OBJECTIVE: Return, word for word, the lines of the records below, starting with the line that contains "of the volleyball" and going on through the line that contains "252), (134, 239)]".

Source records
═══

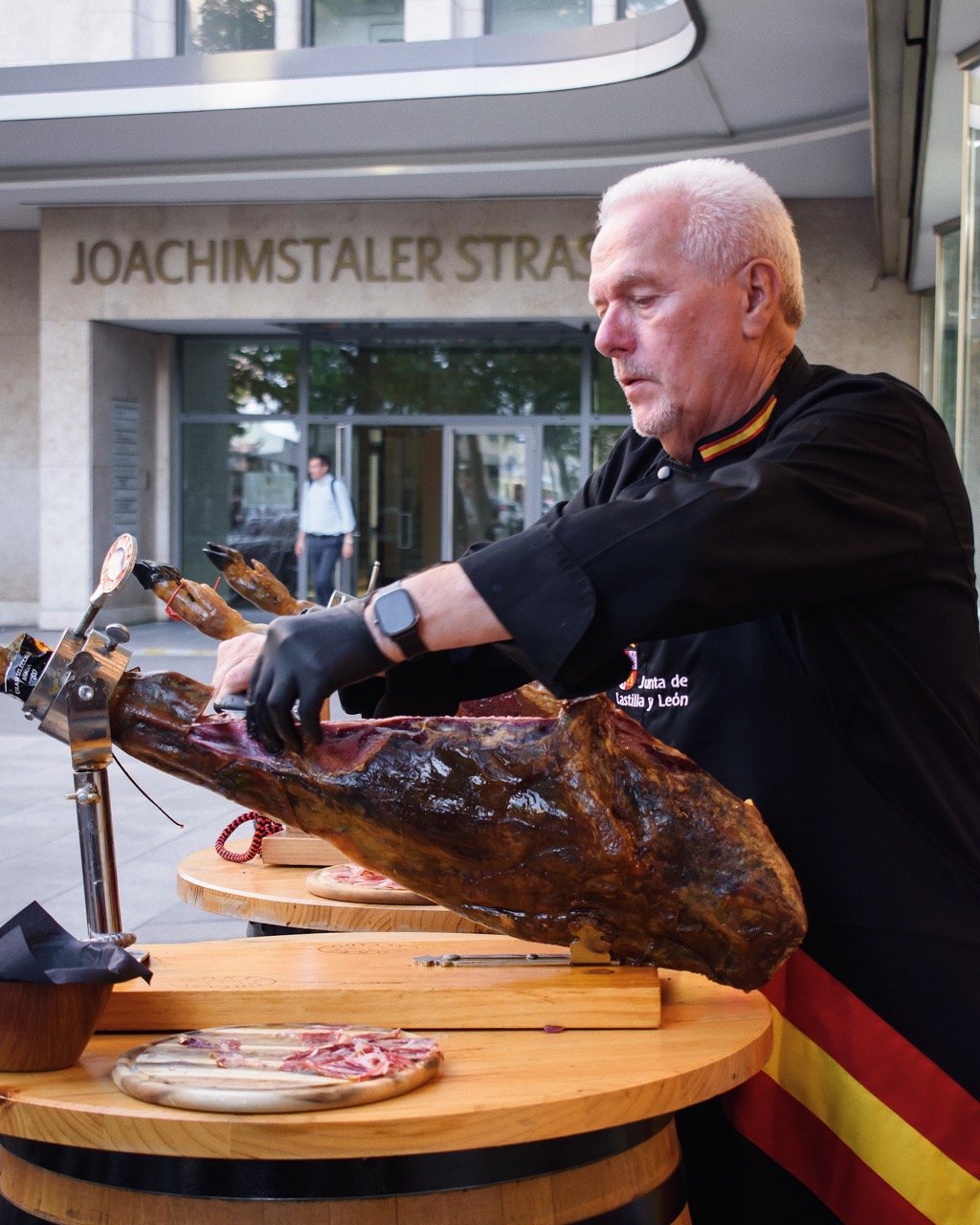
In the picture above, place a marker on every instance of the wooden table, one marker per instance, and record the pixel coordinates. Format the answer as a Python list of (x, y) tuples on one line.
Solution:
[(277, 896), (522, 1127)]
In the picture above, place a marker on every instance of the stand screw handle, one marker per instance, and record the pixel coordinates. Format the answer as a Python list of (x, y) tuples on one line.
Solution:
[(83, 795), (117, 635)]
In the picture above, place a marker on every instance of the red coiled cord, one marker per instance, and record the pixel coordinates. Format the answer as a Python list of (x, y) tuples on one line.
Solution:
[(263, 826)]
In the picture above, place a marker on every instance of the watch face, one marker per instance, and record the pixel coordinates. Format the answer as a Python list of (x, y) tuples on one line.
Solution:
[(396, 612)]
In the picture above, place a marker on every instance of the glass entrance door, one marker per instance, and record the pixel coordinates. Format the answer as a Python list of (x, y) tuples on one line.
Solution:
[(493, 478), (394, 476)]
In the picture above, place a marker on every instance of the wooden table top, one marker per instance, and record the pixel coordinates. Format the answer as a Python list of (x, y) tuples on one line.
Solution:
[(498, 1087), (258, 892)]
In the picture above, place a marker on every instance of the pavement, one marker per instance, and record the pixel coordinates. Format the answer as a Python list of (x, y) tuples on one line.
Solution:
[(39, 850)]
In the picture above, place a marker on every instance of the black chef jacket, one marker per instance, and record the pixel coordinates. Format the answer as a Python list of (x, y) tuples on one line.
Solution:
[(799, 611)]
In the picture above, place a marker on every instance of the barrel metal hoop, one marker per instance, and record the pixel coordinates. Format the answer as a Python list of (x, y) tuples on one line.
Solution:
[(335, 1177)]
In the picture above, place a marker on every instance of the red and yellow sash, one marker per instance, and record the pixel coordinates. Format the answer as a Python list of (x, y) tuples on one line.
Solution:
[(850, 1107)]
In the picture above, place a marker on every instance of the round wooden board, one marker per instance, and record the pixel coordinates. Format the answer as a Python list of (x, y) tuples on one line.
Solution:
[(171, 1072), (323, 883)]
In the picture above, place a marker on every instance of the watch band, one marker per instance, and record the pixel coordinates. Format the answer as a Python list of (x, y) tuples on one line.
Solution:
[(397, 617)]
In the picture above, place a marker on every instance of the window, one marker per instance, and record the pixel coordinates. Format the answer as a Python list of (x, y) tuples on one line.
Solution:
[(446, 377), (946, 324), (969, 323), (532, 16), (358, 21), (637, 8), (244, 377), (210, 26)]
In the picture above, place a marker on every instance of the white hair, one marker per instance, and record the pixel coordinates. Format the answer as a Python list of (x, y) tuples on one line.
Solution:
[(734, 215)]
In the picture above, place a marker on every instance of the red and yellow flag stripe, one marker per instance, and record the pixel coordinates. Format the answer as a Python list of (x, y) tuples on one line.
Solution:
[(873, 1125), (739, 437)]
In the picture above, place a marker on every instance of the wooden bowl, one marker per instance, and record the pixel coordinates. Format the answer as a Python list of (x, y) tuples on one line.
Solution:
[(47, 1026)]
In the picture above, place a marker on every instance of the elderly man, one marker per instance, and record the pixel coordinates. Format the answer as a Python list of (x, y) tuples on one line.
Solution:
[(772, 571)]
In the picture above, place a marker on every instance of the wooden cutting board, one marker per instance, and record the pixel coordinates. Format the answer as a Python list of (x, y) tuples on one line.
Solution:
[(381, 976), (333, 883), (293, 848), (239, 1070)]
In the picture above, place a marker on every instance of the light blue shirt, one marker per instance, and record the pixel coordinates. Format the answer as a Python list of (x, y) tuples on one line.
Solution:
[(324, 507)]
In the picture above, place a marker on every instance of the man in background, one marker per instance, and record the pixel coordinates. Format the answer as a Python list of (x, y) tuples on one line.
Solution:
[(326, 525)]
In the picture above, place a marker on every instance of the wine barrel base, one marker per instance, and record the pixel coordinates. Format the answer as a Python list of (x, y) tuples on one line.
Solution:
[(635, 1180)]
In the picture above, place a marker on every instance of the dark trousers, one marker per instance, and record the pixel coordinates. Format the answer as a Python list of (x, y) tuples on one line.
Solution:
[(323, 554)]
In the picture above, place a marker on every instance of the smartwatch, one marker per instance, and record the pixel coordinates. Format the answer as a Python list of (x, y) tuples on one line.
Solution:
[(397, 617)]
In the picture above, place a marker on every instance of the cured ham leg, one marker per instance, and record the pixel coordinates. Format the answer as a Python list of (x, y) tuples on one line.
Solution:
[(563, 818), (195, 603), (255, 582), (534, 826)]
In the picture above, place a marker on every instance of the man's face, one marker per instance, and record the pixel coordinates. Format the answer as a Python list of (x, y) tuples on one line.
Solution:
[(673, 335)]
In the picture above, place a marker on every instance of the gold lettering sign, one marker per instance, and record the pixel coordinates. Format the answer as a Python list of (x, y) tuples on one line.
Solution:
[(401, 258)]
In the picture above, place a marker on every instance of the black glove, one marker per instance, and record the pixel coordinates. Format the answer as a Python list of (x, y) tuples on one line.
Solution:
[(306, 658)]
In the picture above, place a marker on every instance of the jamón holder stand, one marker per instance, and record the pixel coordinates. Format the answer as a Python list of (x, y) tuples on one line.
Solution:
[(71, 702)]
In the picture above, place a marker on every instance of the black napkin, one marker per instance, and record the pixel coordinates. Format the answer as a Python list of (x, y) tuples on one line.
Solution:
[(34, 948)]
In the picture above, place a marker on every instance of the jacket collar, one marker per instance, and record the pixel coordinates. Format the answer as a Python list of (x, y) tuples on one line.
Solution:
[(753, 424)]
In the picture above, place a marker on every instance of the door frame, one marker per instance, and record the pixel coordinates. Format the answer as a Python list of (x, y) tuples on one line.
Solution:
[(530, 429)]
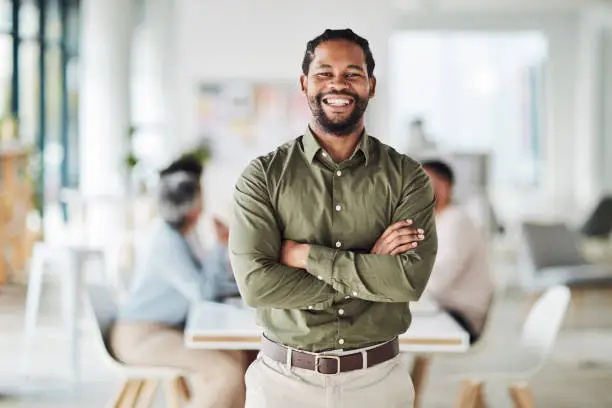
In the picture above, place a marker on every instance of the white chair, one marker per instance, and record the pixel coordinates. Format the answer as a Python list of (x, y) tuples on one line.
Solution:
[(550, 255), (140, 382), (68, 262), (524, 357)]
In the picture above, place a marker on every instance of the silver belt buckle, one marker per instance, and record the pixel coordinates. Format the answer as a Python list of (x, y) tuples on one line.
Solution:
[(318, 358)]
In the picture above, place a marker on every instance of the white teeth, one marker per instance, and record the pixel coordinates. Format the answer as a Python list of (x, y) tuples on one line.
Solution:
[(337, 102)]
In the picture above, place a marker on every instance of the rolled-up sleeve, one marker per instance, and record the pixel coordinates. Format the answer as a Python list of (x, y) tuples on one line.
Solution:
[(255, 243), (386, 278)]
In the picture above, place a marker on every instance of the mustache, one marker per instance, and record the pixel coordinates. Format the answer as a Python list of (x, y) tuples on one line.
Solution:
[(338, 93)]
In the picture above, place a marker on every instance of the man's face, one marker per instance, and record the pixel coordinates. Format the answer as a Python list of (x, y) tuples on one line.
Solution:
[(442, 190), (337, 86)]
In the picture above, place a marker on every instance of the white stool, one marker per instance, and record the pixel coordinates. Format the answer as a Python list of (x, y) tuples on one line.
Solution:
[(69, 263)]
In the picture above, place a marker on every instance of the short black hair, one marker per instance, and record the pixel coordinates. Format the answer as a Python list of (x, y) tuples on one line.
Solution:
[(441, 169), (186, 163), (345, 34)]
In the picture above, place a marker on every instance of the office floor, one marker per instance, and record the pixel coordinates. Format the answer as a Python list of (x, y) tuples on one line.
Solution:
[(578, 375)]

═══

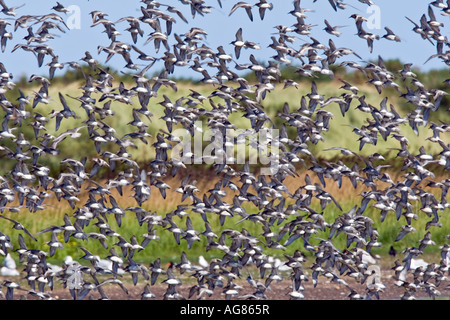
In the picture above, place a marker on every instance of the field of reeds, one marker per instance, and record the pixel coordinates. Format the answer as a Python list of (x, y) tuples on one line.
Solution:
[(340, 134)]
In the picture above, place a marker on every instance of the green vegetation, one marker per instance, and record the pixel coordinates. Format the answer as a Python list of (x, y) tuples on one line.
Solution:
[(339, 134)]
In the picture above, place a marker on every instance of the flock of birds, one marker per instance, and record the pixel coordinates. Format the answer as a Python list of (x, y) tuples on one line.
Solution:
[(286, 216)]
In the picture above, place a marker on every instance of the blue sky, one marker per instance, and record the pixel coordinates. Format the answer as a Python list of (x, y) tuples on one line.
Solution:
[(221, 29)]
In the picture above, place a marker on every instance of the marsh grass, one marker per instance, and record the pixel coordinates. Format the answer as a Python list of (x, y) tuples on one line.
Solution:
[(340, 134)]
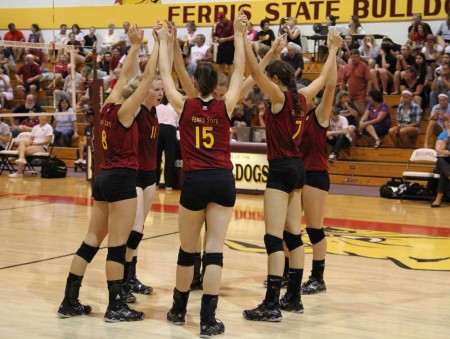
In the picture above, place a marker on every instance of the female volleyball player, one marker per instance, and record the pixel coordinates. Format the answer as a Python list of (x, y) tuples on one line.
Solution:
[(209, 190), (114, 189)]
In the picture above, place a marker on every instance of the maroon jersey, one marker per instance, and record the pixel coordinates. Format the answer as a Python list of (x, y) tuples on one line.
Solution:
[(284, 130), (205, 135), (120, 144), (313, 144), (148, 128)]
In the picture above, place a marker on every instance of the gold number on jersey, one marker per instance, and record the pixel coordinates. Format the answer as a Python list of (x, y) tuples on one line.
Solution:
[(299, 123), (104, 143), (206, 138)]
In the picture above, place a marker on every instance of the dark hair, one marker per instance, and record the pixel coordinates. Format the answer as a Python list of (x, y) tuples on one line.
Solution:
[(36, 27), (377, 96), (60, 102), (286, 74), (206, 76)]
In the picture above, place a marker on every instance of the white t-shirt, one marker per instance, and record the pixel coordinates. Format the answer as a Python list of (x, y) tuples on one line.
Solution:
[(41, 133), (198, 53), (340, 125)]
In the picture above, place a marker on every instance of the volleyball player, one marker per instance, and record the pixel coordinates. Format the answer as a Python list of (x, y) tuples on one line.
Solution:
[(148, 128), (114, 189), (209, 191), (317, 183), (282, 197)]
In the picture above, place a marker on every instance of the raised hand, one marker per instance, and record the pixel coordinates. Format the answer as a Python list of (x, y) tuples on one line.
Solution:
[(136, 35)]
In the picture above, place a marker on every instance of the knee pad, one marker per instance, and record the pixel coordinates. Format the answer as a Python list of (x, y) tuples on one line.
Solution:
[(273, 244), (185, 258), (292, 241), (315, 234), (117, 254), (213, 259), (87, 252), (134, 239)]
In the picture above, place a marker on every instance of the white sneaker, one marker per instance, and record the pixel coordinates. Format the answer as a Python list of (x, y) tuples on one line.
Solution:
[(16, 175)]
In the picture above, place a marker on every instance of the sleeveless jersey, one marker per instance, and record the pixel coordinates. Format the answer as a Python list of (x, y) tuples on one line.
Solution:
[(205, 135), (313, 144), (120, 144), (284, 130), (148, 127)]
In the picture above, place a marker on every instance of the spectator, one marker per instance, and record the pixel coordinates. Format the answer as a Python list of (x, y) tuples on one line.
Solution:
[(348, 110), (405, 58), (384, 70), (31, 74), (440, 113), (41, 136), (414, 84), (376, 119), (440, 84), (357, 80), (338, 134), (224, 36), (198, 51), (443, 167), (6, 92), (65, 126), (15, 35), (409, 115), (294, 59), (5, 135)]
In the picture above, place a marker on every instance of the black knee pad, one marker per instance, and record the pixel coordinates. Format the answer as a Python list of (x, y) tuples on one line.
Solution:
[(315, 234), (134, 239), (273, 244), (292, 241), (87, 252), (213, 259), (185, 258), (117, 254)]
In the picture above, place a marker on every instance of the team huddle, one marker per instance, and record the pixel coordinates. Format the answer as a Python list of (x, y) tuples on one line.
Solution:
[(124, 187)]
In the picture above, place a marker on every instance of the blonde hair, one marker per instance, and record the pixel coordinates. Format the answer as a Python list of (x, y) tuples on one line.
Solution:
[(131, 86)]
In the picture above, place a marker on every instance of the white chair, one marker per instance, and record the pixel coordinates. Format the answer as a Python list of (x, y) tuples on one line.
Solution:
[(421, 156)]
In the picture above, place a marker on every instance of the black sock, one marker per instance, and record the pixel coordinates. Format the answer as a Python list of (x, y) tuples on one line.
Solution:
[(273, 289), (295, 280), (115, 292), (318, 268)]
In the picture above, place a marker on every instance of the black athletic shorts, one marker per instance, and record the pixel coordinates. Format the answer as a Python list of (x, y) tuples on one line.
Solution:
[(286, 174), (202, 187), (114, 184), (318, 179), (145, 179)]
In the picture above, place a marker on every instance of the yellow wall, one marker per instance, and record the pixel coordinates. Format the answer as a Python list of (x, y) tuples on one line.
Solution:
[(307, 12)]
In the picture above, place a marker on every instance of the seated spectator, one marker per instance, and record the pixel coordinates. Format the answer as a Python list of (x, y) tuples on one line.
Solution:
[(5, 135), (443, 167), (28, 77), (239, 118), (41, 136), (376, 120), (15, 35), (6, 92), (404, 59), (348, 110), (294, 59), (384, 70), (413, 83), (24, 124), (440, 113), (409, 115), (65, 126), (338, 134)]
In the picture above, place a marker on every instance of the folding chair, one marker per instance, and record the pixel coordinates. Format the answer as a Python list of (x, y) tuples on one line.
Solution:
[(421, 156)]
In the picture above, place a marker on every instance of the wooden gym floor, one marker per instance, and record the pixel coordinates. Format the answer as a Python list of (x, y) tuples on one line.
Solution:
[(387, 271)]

═══

THE SOLUTION:
In the picture above, place a marker on every instance of the volleyball player, one marker per instance, and record the pixel coordinates. Format the answer as a Python list of (x, y) tuples on one line.
Solution:
[(148, 128), (114, 189), (209, 191), (317, 183), (282, 197)]
In the picture above, place a marker on every instance of the raised hand, one marker per instance, and record the pixel coordinates. Format the answer as a Python list of (x, y) tuples on one line.
Solution:
[(136, 35)]
In the picture above, place a marker on every instance of the knee pad, one marker per instance, and record the pixel coordinates. Format the answer as a Python list of (x, y) tuples on one line.
Solution:
[(273, 244), (185, 258), (292, 241), (315, 234), (117, 254), (213, 259), (87, 252), (134, 239)]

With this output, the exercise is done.